_PROBLEM DESCRIPTION_
Copy out all of the entries below character for character, changing nothing.

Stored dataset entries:
• • • • •

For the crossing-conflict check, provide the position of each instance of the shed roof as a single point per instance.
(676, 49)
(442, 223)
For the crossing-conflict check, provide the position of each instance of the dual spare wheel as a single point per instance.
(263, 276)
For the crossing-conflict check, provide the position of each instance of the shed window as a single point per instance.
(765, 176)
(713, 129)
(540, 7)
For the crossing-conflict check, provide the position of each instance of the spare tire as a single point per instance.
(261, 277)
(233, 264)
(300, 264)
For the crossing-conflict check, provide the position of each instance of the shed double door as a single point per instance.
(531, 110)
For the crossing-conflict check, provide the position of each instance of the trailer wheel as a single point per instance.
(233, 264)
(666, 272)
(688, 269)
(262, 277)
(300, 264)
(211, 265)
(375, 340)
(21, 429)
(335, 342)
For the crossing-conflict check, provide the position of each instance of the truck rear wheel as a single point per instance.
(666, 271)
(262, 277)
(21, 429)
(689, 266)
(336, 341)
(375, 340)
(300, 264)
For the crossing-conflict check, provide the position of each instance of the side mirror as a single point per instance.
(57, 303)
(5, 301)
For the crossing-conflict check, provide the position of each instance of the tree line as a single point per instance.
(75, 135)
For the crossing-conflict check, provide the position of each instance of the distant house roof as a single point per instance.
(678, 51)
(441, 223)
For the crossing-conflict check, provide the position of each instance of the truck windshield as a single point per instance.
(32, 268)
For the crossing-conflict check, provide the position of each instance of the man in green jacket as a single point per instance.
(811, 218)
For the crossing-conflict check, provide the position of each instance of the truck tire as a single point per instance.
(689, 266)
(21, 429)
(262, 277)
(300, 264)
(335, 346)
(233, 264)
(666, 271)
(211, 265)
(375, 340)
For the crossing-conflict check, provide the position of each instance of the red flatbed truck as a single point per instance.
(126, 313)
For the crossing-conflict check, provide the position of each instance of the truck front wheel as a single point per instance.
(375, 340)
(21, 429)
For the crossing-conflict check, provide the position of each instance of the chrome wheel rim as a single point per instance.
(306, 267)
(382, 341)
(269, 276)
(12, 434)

• • • • •

_EXERCISE ANSWER_
For the crossing-conflict check, provide the position of each instance of the shed roof as a single point per instance.
(676, 49)
(442, 223)
For the crossing-conflict check, provide the position of each instance of the dual spare wheel as a single point per instance.
(263, 276)
For the crossing-conflict check, provide the position of each instance of the shed window as a single point per instance.
(765, 176)
(713, 129)
(540, 7)
For the crossing-conflict check, provide the position of each instance of the spare tire as a single point per instance.
(261, 277)
(233, 264)
(300, 264)
For the crossing-conflict check, provide the position of each instance of the shed double door as a single point per instance.
(531, 110)
For the crossing-conflict check, provide the position of each instance of the trailer wheel as a single point per instance.
(233, 264)
(666, 272)
(688, 269)
(262, 277)
(300, 264)
(211, 265)
(375, 340)
(21, 429)
(335, 342)
For the crossing-conflict check, provide the position of each instance of the truck rear wheel as a single point per instance.
(666, 271)
(262, 277)
(21, 429)
(689, 266)
(336, 341)
(375, 340)
(300, 264)
For the crossing-conflict check, provide the position of each instance of the side mirror as a single point per instance.
(57, 303)
(5, 301)
For the crossing-conflict check, provide the position of each instance of the tree line as a single point per instance.
(75, 135)
For the crossing-conflict check, provide the position of each instance of the distant house roof as a single point per instance.
(678, 51)
(441, 223)
For the crossing-conflict check, provide the position of each instance of the truck windshield as a single point per instance.
(32, 268)
For the crossing-conflict check, provide the position of each instance of the man in green jacket as a single point per instance.
(811, 218)
For the crossing-conflict check, provide the position of each instance of the truck tire as a single point per instance.
(689, 266)
(21, 429)
(262, 277)
(300, 264)
(335, 346)
(233, 264)
(666, 271)
(211, 265)
(375, 340)
For the crossing-conflict check, provide the position of each instance of the red flatbed truck as a single point per instance.
(126, 313)
For the crossing-conflict check, provide the position of each instance of the truck front wheel as a single point per instance.
(375, 340)
(21, 429)
For the crossing-conflict check, provide the position of each instance of the chrome wheel rim as a single point per instance.
(306, 267)
(382, 341)
(269, 276)
(12, 434)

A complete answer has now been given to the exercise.